▶ Given records:
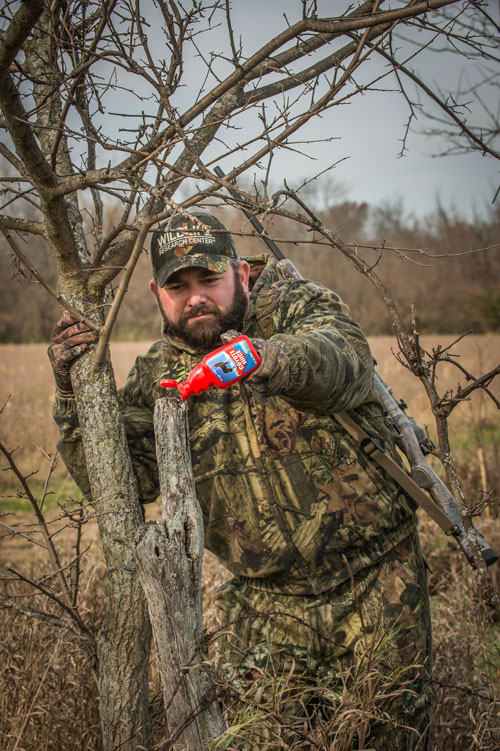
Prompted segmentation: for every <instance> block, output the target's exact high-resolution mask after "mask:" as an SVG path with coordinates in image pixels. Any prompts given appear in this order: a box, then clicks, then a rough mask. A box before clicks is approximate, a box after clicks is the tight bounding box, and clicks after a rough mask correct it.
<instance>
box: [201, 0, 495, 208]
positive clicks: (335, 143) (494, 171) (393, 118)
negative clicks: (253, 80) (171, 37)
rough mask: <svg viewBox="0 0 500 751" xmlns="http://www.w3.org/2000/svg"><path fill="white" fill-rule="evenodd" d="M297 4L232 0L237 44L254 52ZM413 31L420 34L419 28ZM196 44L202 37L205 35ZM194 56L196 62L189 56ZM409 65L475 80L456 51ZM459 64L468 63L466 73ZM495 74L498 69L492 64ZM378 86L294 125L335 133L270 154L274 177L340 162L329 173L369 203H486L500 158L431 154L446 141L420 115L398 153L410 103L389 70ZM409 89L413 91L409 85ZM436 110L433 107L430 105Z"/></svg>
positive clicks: (472, 155) (347, 192)
mask: <svg viewBox="0 0 500 751" xmlns="http://www.w3.org/2000/svg"><path fill="white" fill-rule="evenodd" d="M346 5H347V3H338V4H337V3H333V4H332V3H331V2H320V3H319V13H320V14H324V15H326V16H329V15H332V8H333V12H335V13H337V12H340V11H341V9H344V8H345V7H346ZM300 8H301V4H300V3H299V2H296V0H287V2H283V1H280V0H253V1H252V3H251V4H250V3H246V2H245V3H243V2H240V1H239V0H233V3H232V9H233V29H234V34H235V37H236V38H237V39H238V38H239V36H240V35H241V37H242V40H243V43H244V47H243V51H244V52H245V53H246V54H247V55H248V54H251V53H252V52H254V51H255V49H257V48H258V47H259V46H260V45H261V44H262V43H263V42H264V41H265V40H264V38H263V33H264V32H265V35H266V38H268V37H269V36H270V33H269V32H270V30H273V31H274V30H276V31H275V33H278V32H279V31H281V30H282V29H283V28H284V27H285V21H284V17H283V15H284V12H286V14H287V19H288V21H289V22H291V23H293V22H294V21H296V20H297V19H298V18H299V17H300ZM490 12H492V14H493V15H494V17H495V18H497V19H498V3H497V2H494V3H490ZM405 33H406V32H405ZM419 38H423V35H420V37H419ZM211 43H212V44H213V39H211ZM219 43H220V46H221V47H220V48H221V49H226V48H227V50H229V44H228V39H227V32H226V31H225V29H224V26H223V24H222V23H221V26H220V37H219ZM200 44H203V37H201V38H200ZM211 49H213V47H212V48H211ZM187 62H188V61H187ZM192 64H193V66H195V65H196V63H195V61H194V60H193V61H192ZM371 65H372V64H371ZM377 66H379V69H380V71H382V68H383V66H382V62H380V63H379V62H378V61H377V60H374V62H373V67H371V68H370V69H368V70H367V71H366V73H365V74H362V75H368V73H369V75H370V76H374V75H376V72H375V71H376V69H377ZM409 67H411V68H416V69H417V70H418V71H419V72H420V73H422V74H424V75H425V78H426V81H427V83H429V84H432V85H437V86H442V85H443V84H445V85H449V86H451V88H452V89H453V88H454V87H456V86H458V82H459V80H462V85H463V86H466V85H471V84H473V83H474V81H473V80H471V72H470V63H468V62H467V61H466V60H465V59H463V58H461V57H459V56H457V55H454V56H447V55H445V54H443V53H442V52H439V53H435V54H430V53H428V52H425V53H424V55H422V56H419V57H417V58H416V59H415V60H414V61H413V62H412V63H411V64H410V65H409ZM193 70H194V67H193ZM464 71H467V75H466V76H465V78H464ZM496 74H497V77H498V69H497V72H496ZM365 80H366V79H365ZM382 87H383V88H384V89H389V91H388V92H387V93H382V94H381V93H378V92H376V93H369V94H364V95H362V96H356V97H354V98H353V99H352V101H351V102H350V103H349V104H345V105H342V106H341V107H335V108H333V109H332V110H330V111H329V112H328V113H326V114H325V115H324V116H323V117H322V118H321V119H319V118H315V119H314V120H311V121H310V122H309V124H308V125H307V130H306V131H305V132H304V130H303V131H301V132H300V135H301V137H302V138H307V139H310V140H314V139H321V138H325V137H329V138H332V139H333V140H331V141H330V142H329V143H321V144H310V145H309V146H308V147H307V148H308V152H309V154H310V155H312V156H313V157H315V161H310V160H309V159H306V158H303V157H300V156H299V155H297V154H294V153H293V152H290V151H281V152H279V153H278V155H277V157H276V159H275V162H274V172H273V174H274V177H275V179H276V178H277V177H279V178H286V179H287V180H288V181H290V182H292V183H294V184H295V185H296V184H298V183H299V182H300V180H301V178H306V177H309V176H311V175H312V174H314V173H316V172H318V171H320V170H321V169H322V168H323V167H325V166H326V165H327V164H332V163H335V162H339V163H338V165H337V166H336V168H335V170H334V172H333V173H332V174H334V176H335V178H336V179H337V180H338V181H339V182H340V183H341V185H342V186H343V188H344V189H345V191H346V194H347V197H348V198H349V199H351V200H354V201H360V202H362V201H366V202H368V203H370V204H373V205H375V204H380V203H381V202H394V201H402V202H403V205H404V207H405V209H406V211H407V212H409V213H415V214H417V215H422V214H426V213H428V212H430V211H432V210H433V209H434V208H435V207H436V202H437V199H438V198H439V200H440V201H441V203H442V205H443V206H444V207H445V208H447V209H452V208H455V209H456V210H457V211H458V212H459V213H460V214H461V215H465V216H467V217H471V216H472V215H473V212H474V211H482V210H483V209H484V207H485V206H487V205H488V204H490V203H491V201H492V199H493V196H494V195H495V192H496V190H497V188H498V185H499V184H500V162H498V161H495V160H494V159H493V158H491V157H482V156H481V155H480V154H479V153H470V154H464V155H455V156H446V157H437V156H435V154H437V153H439V152H441V151H443V150H444V149H445V148H446V144H445V143H444V142H443V141H440V140H439V139H437V138H429V137H428V136H426V135H423V134H422V130H423V129H424V127H425V126H426V125H427V126H428V125H429V123H428V122H426V120H425V118H424V117H421V118H419V120H418V121H417V122H416V123H415V124H414V126H413V127H412V129H411V132H410V133H409V135H408V138H407V144H406V145H407V147H408V150H407V151H406V154H405V156H403V157H400V156H399V153H400V151H401V139H402V138H403V135H404V132H405V124H406V122H407V120H408V114H409V111H408V107H407V105H406V103H405V101H404V99H403V97H402V96H401V95H400V94H399V93H397V92H396V91H395V90H394V89H395V87H396V81H395V79H394V78H393V79H392V80H389V79H386V80H385V81H384V83H383V85H382ZM391 89H392V90H393V91H392V92H391V91H390V90H391ZM408 92H409V93H410V94H411V95H415V99H416V94H415V90H414V89H413V88H412V87H411V86H410V87H409V88H408ZM482 95H483V96H485V91H482ZM486 96H487V100H486V101H487V105H488V106H489V107H490V108H491V109H492V110H493V111H496V110H497V109H498V106H499V103H498V89H495V88H490V89H489V91H487V92H486ZM488 96H489V97H490V99H489V100H488ZM425 104H427V105H428V104H429V103H428V102H425ZM429 109H431V110H432V109H433V108H432V105H429ZM434 112H437V109H436V108H434ZM473 115H474V117H473ZM475 118H476V113H475V112H474V111H473V112H472V113H471V115H470V118H469V123H471V122H473V121H475V122H477V119H475ZM419 131H420V132H419ZM243 140H244V139H243ZM223 166H224V169H225V170H226V171H228V170H229V169H230V168H231V164H230V163H229V162H228V163H224V164H223ZM497 200H500V198H499V199H497Z"/></svg>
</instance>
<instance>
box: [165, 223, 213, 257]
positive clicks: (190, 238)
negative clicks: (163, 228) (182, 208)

▶ Exercise directions:
Look through the entries above; copy each line where the string "negative" appears.

▶ Completed exercise:
negative clicks: (253, 80) (171, 37)
negative clicks: (163, 228) (182, 208)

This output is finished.